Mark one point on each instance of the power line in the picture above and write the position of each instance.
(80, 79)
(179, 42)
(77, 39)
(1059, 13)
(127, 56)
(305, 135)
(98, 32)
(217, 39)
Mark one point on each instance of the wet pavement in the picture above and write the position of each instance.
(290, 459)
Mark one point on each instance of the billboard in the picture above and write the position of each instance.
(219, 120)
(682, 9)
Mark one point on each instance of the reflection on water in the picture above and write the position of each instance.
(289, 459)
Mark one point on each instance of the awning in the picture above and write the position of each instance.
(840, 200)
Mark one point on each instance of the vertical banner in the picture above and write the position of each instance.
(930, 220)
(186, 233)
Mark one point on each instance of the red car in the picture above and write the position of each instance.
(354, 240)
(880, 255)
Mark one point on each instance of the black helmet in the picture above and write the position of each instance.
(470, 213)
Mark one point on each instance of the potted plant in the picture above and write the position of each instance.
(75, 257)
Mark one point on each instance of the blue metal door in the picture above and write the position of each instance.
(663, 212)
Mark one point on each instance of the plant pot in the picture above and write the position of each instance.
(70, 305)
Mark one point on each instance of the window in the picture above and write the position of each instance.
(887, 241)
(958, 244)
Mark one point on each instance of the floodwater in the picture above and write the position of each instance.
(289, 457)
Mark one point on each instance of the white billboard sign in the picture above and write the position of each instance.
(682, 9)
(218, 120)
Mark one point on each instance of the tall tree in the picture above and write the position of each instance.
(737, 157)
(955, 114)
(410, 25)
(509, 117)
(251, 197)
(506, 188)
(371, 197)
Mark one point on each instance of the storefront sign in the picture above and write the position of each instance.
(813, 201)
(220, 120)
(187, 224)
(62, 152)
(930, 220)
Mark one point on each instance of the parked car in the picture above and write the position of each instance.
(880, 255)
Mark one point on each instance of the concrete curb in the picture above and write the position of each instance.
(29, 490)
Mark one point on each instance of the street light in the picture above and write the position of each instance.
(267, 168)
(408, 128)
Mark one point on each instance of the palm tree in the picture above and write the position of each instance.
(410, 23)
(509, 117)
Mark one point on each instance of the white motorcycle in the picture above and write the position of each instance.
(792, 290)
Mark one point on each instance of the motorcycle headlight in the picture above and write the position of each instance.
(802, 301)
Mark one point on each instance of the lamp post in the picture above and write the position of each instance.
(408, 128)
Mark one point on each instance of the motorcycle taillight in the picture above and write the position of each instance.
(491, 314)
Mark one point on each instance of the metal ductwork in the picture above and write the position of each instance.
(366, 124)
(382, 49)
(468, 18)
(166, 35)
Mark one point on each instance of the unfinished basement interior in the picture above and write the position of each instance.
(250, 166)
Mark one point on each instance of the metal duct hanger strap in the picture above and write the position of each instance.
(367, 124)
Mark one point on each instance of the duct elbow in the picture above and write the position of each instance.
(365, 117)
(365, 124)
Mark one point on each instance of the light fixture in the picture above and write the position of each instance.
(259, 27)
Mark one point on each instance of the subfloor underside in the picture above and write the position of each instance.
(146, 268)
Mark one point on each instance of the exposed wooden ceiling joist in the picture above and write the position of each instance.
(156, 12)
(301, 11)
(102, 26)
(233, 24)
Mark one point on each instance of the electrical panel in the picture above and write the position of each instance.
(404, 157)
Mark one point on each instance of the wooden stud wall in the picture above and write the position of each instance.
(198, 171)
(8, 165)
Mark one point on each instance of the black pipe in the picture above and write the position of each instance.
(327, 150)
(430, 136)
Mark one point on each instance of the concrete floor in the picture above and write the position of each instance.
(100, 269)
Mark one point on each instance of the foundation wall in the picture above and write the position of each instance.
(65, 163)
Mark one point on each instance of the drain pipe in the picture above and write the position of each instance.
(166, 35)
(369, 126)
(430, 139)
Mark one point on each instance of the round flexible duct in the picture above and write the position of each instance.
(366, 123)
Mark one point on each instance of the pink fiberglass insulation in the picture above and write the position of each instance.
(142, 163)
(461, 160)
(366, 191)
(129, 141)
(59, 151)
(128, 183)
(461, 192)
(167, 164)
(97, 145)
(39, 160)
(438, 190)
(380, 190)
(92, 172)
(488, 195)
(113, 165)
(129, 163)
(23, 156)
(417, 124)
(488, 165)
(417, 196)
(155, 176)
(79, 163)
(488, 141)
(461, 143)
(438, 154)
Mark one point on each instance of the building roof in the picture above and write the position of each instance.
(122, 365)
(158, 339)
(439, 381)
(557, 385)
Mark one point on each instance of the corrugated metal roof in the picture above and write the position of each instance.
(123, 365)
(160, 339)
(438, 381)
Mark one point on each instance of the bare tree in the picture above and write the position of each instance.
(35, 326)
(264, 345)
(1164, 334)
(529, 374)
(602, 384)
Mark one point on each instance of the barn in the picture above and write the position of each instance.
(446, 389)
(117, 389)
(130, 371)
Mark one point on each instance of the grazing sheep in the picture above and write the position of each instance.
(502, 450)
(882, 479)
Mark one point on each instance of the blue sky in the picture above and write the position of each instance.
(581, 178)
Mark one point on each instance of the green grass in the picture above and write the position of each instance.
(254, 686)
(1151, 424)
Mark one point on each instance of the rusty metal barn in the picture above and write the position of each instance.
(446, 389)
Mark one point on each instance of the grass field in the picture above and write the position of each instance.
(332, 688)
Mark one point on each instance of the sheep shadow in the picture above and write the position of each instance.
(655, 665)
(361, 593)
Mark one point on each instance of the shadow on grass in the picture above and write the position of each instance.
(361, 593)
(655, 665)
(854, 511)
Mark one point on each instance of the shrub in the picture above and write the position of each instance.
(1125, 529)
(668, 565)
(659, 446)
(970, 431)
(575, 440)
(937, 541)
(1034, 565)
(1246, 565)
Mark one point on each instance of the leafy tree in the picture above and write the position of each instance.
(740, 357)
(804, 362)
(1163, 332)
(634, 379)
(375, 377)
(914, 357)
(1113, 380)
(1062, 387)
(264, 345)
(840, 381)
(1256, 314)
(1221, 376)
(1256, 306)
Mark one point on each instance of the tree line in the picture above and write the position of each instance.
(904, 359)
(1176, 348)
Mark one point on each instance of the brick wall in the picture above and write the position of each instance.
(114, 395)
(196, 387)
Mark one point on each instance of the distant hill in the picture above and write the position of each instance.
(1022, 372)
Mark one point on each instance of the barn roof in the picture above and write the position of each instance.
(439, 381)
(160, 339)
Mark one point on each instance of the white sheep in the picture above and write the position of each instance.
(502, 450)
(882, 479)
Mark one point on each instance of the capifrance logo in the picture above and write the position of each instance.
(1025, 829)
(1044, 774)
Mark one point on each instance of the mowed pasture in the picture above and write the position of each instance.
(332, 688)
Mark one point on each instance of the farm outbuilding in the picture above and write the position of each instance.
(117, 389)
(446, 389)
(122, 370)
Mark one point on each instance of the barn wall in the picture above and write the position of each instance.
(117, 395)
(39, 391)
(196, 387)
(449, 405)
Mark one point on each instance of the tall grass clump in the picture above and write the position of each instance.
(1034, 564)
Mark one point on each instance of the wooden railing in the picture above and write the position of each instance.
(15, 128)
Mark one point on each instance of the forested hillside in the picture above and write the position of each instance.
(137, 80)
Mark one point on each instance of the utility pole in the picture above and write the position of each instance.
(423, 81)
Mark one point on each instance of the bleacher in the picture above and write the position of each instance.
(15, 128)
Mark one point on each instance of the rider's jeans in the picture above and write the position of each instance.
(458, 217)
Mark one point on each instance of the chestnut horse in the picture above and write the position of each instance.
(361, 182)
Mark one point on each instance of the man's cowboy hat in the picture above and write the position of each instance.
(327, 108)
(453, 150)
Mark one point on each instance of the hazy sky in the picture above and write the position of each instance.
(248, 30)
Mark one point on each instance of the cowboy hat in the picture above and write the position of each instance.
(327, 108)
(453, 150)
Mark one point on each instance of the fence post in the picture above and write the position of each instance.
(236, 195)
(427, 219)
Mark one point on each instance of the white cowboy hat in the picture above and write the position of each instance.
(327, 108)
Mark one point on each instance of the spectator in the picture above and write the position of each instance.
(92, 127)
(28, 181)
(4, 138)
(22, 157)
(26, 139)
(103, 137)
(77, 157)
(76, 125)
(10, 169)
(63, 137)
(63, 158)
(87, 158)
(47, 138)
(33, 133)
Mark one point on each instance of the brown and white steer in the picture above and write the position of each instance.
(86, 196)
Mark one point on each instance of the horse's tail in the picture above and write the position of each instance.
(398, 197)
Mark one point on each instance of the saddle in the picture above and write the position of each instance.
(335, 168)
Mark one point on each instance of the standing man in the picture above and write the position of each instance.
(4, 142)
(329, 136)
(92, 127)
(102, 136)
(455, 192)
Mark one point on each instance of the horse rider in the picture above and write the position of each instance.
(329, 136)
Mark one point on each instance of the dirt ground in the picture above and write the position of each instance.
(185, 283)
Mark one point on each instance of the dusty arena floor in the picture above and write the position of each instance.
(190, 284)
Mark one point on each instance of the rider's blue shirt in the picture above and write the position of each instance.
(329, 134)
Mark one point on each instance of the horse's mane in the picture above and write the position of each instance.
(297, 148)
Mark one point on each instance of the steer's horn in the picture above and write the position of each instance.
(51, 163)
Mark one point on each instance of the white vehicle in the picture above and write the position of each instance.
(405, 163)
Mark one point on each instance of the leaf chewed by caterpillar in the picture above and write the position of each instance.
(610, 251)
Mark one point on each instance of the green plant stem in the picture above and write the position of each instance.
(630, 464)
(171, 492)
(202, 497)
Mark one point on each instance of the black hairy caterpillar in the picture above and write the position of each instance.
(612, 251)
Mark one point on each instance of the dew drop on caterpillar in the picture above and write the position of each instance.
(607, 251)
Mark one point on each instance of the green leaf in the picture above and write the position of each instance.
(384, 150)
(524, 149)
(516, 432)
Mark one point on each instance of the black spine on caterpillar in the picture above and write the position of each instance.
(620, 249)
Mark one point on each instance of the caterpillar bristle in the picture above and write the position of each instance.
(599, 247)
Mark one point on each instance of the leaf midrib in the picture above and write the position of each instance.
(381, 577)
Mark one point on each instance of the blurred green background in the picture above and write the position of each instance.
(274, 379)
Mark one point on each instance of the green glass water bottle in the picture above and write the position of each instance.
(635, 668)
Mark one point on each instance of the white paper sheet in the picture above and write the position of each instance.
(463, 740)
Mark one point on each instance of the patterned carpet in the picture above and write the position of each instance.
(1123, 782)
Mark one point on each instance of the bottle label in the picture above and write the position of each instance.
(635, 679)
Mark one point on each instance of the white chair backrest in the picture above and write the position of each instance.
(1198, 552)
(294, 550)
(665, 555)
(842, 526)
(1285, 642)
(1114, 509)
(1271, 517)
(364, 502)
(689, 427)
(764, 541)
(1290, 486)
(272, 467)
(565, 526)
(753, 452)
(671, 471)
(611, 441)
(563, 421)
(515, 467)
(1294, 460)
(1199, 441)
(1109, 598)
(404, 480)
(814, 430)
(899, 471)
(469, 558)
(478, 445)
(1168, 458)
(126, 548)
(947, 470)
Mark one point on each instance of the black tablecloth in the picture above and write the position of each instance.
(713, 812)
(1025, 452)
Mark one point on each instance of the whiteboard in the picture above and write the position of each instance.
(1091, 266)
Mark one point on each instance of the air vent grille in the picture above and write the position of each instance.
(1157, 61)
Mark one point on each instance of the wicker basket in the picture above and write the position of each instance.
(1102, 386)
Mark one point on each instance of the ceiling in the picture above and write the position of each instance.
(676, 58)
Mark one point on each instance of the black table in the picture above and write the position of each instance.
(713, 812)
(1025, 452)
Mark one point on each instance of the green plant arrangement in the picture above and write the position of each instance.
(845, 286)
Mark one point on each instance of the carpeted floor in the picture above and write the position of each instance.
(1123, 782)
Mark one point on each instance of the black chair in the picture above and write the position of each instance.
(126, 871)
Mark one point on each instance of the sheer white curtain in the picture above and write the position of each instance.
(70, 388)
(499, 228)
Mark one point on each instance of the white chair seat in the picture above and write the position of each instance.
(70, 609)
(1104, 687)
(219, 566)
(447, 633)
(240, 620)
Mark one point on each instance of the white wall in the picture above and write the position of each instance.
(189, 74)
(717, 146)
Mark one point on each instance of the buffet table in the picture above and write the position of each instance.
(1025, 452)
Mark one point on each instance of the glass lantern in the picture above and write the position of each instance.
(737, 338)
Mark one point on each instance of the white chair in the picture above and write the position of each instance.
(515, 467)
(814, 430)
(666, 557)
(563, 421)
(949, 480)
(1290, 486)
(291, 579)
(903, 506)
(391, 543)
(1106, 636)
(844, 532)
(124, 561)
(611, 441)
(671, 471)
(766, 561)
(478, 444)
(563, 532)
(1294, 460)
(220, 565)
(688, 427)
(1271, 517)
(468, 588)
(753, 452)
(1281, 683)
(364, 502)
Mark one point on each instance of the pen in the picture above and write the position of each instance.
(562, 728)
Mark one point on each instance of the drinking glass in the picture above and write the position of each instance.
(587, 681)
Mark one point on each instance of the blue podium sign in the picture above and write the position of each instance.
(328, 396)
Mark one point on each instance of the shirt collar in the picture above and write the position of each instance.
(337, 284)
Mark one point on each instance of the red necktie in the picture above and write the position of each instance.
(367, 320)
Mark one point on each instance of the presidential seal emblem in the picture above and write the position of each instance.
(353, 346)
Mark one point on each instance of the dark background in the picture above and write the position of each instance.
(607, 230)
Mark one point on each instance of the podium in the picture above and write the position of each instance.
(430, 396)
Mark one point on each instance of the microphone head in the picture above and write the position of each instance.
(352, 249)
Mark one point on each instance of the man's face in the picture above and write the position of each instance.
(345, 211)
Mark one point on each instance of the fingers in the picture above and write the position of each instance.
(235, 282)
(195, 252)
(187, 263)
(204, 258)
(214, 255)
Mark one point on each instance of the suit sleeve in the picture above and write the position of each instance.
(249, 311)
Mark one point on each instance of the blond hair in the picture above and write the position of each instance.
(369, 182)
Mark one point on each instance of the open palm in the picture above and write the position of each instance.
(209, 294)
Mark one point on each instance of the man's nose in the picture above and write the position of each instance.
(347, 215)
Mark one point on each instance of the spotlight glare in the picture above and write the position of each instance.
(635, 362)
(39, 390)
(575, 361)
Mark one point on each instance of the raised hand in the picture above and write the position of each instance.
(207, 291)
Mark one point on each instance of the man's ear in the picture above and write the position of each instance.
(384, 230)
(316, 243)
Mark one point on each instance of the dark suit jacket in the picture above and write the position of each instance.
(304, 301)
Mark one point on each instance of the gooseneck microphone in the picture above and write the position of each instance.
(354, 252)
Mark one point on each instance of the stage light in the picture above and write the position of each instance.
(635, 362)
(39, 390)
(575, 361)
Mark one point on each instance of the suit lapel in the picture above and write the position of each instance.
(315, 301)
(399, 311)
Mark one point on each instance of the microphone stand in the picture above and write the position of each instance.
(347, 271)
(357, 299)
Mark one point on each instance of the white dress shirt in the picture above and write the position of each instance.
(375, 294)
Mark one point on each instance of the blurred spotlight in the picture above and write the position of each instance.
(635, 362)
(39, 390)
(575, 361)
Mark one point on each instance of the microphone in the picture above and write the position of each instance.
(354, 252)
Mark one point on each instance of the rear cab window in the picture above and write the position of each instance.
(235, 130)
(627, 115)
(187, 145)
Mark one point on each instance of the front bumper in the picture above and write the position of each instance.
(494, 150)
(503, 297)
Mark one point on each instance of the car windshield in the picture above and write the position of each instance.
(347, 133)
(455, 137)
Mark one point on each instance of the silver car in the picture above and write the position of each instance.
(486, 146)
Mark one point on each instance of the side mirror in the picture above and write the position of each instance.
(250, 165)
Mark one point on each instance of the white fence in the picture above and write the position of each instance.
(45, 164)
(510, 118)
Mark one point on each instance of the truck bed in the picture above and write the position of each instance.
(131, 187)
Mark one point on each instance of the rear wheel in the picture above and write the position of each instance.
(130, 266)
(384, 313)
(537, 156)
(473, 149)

************

Begin at the line that has "Mark one point on each instance of the sheep" and stop after the line that has "(1246, 565)". Rewrite only those lines of the material with "shrub" swapped for "bush", leaving everything else untouched.

Exercise result:
Mark one point on each instance of the sheep shadow in the picture above and write the position of each instance.
(655, 665)
(361, 593)
Mark one point on each instance of the shadow on grass in the picture above and write the position of each instance.
(361, 593)
(655, 665)
(854, 511)
Mark one point on each instance of the bush in the picture above and write the position of each instance.
(1125, 529)
(668, 565)
(659, 446)
(970, 431)
(575, 440)
(937, 541)
(1034, 565)
(1246, 565)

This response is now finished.